Saved entries ->

/---

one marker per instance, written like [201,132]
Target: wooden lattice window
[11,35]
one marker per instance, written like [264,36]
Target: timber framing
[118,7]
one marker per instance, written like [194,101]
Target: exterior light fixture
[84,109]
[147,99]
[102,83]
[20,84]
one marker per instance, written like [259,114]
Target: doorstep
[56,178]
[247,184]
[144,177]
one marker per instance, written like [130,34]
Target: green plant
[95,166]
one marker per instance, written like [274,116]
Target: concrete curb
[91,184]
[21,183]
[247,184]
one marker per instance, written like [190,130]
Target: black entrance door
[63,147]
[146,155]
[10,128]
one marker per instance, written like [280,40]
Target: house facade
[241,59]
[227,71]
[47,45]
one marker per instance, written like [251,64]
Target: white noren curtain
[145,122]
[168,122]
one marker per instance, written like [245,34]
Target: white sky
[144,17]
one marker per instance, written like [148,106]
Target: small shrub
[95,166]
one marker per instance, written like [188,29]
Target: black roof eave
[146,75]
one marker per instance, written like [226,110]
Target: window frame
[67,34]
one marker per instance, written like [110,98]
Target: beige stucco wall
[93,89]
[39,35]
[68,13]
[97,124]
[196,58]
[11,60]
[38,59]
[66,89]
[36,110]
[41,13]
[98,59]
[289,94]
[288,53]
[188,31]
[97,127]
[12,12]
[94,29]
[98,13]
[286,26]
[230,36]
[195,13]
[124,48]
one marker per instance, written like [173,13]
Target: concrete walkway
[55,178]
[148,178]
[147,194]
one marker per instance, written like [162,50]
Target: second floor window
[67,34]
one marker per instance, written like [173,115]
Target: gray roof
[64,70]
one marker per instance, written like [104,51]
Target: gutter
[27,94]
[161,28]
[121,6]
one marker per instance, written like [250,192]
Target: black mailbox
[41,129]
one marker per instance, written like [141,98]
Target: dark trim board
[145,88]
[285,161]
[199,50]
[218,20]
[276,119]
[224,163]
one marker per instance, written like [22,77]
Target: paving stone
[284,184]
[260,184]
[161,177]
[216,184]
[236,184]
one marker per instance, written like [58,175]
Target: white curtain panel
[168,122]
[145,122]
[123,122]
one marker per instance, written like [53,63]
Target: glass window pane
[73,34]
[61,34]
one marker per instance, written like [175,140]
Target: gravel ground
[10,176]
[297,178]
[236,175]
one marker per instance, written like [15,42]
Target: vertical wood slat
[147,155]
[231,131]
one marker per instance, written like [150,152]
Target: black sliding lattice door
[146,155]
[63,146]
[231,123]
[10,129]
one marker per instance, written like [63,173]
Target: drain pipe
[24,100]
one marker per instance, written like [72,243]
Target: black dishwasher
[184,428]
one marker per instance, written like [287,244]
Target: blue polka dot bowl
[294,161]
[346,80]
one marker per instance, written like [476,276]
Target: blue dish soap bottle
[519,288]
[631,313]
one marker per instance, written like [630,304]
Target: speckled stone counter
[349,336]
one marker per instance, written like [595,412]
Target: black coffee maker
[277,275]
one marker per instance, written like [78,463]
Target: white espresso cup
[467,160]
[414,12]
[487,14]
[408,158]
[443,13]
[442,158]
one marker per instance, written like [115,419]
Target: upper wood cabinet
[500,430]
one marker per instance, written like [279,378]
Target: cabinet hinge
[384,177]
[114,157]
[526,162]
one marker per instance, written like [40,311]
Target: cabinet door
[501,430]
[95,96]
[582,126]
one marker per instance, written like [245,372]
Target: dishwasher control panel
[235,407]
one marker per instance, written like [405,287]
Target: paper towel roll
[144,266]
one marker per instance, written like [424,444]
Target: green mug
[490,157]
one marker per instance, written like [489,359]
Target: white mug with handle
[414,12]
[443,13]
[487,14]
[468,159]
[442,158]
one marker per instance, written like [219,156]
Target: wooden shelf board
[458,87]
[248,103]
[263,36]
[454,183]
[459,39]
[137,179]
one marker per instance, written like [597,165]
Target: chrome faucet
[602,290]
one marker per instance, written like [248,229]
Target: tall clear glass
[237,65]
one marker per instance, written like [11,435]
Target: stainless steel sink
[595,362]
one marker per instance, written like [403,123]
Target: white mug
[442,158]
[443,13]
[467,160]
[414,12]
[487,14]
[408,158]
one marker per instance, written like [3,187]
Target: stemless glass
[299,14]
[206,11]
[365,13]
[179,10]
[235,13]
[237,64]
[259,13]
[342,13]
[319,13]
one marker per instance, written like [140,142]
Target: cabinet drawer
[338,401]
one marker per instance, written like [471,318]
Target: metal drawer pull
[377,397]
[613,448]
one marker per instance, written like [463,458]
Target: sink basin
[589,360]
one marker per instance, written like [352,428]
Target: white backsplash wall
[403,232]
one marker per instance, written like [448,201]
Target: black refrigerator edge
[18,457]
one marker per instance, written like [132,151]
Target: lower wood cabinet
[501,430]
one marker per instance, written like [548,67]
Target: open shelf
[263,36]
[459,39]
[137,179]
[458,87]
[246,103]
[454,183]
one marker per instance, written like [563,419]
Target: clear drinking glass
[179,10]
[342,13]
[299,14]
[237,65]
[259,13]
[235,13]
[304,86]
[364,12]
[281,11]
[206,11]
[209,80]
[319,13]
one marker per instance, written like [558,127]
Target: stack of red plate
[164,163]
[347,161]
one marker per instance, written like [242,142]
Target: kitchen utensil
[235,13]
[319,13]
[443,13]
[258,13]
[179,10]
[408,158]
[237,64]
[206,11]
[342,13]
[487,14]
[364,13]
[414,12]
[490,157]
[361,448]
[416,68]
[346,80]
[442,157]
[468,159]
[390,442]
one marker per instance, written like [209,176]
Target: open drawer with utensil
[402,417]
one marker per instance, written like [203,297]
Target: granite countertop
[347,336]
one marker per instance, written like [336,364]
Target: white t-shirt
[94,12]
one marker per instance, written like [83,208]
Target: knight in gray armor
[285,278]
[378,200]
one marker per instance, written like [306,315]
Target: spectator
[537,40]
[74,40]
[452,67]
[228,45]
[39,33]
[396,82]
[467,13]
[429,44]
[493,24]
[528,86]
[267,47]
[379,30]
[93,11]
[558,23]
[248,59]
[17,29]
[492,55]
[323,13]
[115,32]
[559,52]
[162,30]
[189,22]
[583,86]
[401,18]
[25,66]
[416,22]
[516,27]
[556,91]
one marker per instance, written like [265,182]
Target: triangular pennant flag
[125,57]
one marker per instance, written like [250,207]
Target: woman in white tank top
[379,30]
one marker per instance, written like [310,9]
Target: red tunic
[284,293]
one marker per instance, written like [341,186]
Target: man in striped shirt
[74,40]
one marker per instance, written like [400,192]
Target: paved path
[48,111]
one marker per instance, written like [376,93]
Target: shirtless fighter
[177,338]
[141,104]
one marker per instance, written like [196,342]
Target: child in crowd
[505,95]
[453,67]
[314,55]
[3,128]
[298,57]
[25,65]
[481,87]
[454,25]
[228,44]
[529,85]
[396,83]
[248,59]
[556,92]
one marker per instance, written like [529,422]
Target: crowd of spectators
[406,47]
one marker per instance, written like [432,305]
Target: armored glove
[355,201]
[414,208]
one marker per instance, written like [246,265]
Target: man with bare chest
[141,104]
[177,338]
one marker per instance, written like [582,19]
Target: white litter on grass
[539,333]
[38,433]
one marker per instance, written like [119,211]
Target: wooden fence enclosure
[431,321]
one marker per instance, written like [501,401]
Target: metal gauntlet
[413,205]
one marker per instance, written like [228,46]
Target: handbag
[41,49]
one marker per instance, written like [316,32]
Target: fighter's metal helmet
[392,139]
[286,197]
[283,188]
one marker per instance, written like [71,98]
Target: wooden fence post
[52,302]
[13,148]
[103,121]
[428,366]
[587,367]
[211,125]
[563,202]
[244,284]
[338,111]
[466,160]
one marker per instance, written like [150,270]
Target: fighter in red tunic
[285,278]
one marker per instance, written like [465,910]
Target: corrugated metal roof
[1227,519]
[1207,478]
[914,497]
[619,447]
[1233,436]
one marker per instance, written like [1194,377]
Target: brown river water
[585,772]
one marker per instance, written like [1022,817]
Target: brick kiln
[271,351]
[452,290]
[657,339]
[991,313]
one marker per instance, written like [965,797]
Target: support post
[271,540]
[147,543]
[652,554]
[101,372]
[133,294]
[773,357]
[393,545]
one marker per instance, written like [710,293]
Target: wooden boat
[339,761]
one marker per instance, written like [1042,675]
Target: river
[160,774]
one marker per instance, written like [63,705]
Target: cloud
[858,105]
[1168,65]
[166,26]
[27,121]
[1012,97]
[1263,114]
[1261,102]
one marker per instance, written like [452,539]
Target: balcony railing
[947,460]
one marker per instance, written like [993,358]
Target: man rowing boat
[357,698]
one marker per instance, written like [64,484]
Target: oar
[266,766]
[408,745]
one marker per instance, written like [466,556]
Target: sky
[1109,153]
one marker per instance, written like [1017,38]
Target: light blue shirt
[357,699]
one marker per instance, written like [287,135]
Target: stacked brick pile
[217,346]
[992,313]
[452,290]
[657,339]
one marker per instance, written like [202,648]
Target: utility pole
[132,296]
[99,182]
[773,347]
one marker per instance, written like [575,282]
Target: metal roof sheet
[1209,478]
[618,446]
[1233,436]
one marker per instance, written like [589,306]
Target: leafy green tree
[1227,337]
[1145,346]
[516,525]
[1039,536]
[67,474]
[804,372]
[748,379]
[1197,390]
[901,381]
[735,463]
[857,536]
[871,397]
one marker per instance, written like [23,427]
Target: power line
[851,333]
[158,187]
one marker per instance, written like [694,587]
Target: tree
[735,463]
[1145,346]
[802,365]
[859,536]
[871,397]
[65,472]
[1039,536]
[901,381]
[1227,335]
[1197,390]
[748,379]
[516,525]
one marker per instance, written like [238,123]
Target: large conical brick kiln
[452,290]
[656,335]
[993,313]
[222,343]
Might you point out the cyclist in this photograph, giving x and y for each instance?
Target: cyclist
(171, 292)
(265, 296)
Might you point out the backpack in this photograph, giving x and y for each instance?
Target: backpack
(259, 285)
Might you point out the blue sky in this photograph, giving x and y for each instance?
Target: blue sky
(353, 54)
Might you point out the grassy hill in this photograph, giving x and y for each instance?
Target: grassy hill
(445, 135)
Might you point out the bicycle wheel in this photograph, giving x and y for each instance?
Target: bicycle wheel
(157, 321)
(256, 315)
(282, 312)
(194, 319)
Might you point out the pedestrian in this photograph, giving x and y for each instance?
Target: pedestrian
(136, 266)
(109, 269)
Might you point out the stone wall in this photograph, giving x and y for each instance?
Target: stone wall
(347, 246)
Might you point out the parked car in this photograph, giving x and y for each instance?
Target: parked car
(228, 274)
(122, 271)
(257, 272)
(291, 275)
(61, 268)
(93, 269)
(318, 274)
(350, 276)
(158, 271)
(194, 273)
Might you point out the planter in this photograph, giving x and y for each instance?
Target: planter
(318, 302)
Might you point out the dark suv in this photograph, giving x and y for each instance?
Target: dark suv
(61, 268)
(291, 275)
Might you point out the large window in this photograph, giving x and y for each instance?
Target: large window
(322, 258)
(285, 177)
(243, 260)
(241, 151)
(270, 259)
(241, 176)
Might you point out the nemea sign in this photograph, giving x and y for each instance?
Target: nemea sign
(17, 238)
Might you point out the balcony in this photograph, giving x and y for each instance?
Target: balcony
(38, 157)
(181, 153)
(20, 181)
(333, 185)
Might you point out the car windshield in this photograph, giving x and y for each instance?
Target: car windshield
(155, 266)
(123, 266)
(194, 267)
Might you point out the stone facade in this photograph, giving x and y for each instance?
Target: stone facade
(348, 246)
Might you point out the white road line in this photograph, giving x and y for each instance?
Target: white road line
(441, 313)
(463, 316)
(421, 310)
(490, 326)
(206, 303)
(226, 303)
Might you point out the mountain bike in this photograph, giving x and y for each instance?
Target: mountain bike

\---

Required work ->
Copy whichever lines above contain the string "bike".

Answer to this exercise ->
Might you point out the mountain bike in this photograph, giving x and y for each instance?
Target: mountain bike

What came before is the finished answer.